━━ DATASET EXCERPTS

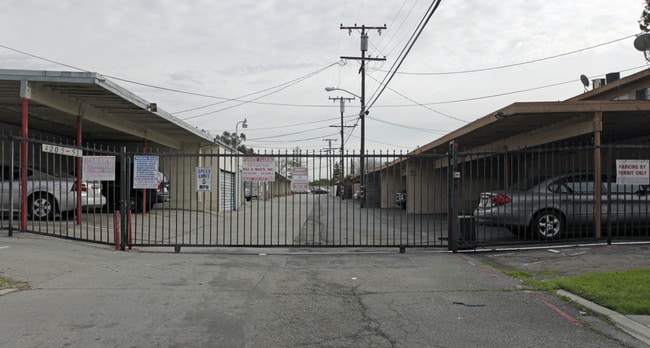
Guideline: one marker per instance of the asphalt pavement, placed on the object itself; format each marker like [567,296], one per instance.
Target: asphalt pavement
[84,295]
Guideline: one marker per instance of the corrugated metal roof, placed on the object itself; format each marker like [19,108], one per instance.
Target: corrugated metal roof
[110,112]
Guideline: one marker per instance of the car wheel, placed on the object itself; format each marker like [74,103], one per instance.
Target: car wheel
[547,224]
[41,206]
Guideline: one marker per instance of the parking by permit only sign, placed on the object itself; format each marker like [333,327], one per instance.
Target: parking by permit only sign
[258,169]
[632,172]
[203,179]
[300,179]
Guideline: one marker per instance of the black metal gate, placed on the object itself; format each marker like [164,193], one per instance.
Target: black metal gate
[424,200]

━━━━

EXERCISE BRIEF. Can you write out all of the material above word for word, leaving out the pictures?

FINISHED ANSWER.
Guideline: one marker per instance of the asphalt pavement, placed on the object itself; format each marker like [567,296], one per instance.
Target: asphalt pavement
[84,295]
Guideline: one marker per instance of the corrugated metal roof, placed on the object itself; format each marker like [19,108], one per instance.
Target: corrugated metal roof
[110,112]
Guideline: one marker per instance of the car wheel, placed on the object itself; format each marker like [74,103], one per instance.
Target: car wheel
[547,224]
[41,206]
Guideline: one marker per instance of the parking by permit only sign, placed on the object itself; format each marker like [333,327], one per instance.
Target: parking by permit only sign
[258,169]
[632,172]
[203,179]
[300,179]
Guideline: one marker per instance of the black metal gate, placed on the object itself; format each marker like [164,193], one per instance.
Target: black metal gate
[424,200]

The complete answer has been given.